### Task prompt
A word-for-word restatement of every entry is what is needed here.

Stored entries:
+++++

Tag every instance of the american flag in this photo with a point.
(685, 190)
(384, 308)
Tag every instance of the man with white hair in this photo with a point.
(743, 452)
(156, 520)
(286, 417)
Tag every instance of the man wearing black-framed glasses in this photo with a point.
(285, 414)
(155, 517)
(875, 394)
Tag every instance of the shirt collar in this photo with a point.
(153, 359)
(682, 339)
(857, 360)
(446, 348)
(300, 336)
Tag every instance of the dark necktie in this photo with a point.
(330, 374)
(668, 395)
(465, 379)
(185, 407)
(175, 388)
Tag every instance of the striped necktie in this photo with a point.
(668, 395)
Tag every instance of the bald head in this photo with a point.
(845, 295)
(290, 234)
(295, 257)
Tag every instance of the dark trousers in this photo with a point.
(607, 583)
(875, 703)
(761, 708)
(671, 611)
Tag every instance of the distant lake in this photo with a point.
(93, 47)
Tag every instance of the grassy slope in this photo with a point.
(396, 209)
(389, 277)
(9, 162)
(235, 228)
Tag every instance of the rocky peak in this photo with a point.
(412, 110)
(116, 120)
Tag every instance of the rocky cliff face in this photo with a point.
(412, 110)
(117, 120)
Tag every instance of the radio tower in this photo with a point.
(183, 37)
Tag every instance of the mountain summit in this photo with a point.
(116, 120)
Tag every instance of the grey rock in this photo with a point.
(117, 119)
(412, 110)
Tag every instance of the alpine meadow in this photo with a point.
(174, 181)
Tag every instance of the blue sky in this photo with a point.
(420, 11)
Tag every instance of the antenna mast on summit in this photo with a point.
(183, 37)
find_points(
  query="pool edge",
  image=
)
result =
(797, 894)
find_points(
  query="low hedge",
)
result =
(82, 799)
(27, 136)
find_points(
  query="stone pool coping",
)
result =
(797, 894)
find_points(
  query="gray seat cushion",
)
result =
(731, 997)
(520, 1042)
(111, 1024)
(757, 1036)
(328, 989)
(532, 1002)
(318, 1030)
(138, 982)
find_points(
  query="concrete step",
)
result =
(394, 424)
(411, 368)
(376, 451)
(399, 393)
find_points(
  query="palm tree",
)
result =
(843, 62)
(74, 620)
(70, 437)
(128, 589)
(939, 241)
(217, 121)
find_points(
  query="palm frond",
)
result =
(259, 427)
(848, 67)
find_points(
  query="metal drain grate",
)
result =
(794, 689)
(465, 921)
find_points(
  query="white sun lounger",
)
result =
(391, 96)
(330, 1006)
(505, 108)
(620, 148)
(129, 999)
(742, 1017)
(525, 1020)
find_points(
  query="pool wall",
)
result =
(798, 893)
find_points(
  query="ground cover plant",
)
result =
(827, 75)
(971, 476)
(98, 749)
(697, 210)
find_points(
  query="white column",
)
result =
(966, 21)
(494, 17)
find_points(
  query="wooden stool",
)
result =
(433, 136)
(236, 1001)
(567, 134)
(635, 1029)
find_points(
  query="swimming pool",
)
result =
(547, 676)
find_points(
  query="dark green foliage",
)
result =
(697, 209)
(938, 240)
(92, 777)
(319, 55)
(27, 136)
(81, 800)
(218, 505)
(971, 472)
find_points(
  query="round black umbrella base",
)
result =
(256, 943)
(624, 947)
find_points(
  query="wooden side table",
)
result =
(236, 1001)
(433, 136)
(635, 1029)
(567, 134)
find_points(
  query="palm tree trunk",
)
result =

+++++

### Solution for this task
Tag every instance of the american flag in this photo with a point.
(685, 190)
(384, 308)
Tag every instance of the man with white hair in this photo with a point.
(743, 452)
(156, 520)
(286, 417)
Tag every instance of the man wearing black-framed glasses in this photo with a point.
(285, 414)
(155, 517)
(875, 394)
Tag every instance of the shirt collar in this photo with a point.
(153, 359)
(682, 339)
(857, 360)
(446, 348)
(300, 336)
Tag every instance of the dark necktie in this photo with a point.
(330, 374)
(668, 395)
(465, 379)
(185, 407)
(175, 388)
Tag every instance of the striped necktie in this photo with a point.
(668, 395)
Tag every instance of the bald head in this photo with a point.
(845, 295)
(290, 234)
(295, 257)
Tag every instance of the dark trousers in this photo with a point.
(607, 583)
(875, 703)
(761, 708)
(671, 611)
Tag every instance of the distant lake in this photo with a point.
(93, 47)
Tag every instance of the grassy slope in this photo with a point.
(396, 209)
(389, 277)
(9, 162)
(235, 228)
Tag every instance of the rocky peak in this photo with a point.
(412, 110)
(116, 120)
Tag every instance of the rocky cliff face in this photo with a point.
(412, 110)
(117, 120)
Tag every instance of the radio tower in this photo with a point.
(183, 37)
Tag every instance of the mountain summit in this photo with a point.
(116, 120)
Tag every instance of the grey rock in this photo with a point.
(117, 119)
(412, 110)
Tag every instance of the alpine meadow in this photo with a point.
(174, 181)
Tag every instance of the blue sky in this photo with a point.
(420, 11)
Tag every instance of the antenna mast on summit in this photo with a point.
(183, 37)
find_points(
  query="pool edge",
  image=
)
result =
(797, 894)
find_points(
  query="low hedge",
)
result =
(82, 799)
(27, 136)
find_points(
  query="stone pool coping",
)
result =
(797, 894)
find_points(
  query="gray seat cushion",
)
result =
(731, 997)
(520, 1042)
(111, 1024)
(757, 1036)
(328, 989)
(532, 1002)
(318, 1030)
(138, 982)
find_points(
  query="concrete step",
)
result =
(394, 424)
(411, 368)
(376, 451)
(399, 393)
find_points(
  query="palm tree",
)
result =
(843, 62)
(74, 620)
(70, 437)
(128, 589)
(939, 241)
(217, 121)
find_points(
  query="palm frond",
)
result =
(259, 427)
(848, 67)
find_points(
  query="metal drain grate",
)
result =
(794, 689)
(465, 921)
find_points(
  query="white sun lounger",
)
result =
(391, 96)
(330, 1006)
(505, 108)
(620, 148)
(129, 999)
(742, 1017)
(525, 1020)
find_points(
  query="pool wall",
)
result =
(798, 893)
find_points(
  query="ground cover plant",
)
result =
(827, 75)
(971, 476)
(98, 749)
(697, 210)
find_points(
  query="white column",
)
result =
(966, 21)
(494, 17)
find_points(
  query="wooden stool",
)
result =
(433, 136)
(236, 1001)
(567, 134)
(635, 1029)
find_points(
  query="swimming pool",
)
result =
(547, 676)
find_points(
  query="dark green foliage",
)
result =
(697, 209)
(938, 240)
(92, 777)
(319, 55)
(27, 136)
(81, 800)
(218, 505)
(971, 472)
find_points(
  query="round black umbrella base",
)
result =
(256, 943)
(624, 947)
find_points(
  query="wooden side table",
)
result =
(236, 1001)
(433, 136)
(635, 1029)
(567, 134)
find_points(
  query="palm tree trunk",
)
result =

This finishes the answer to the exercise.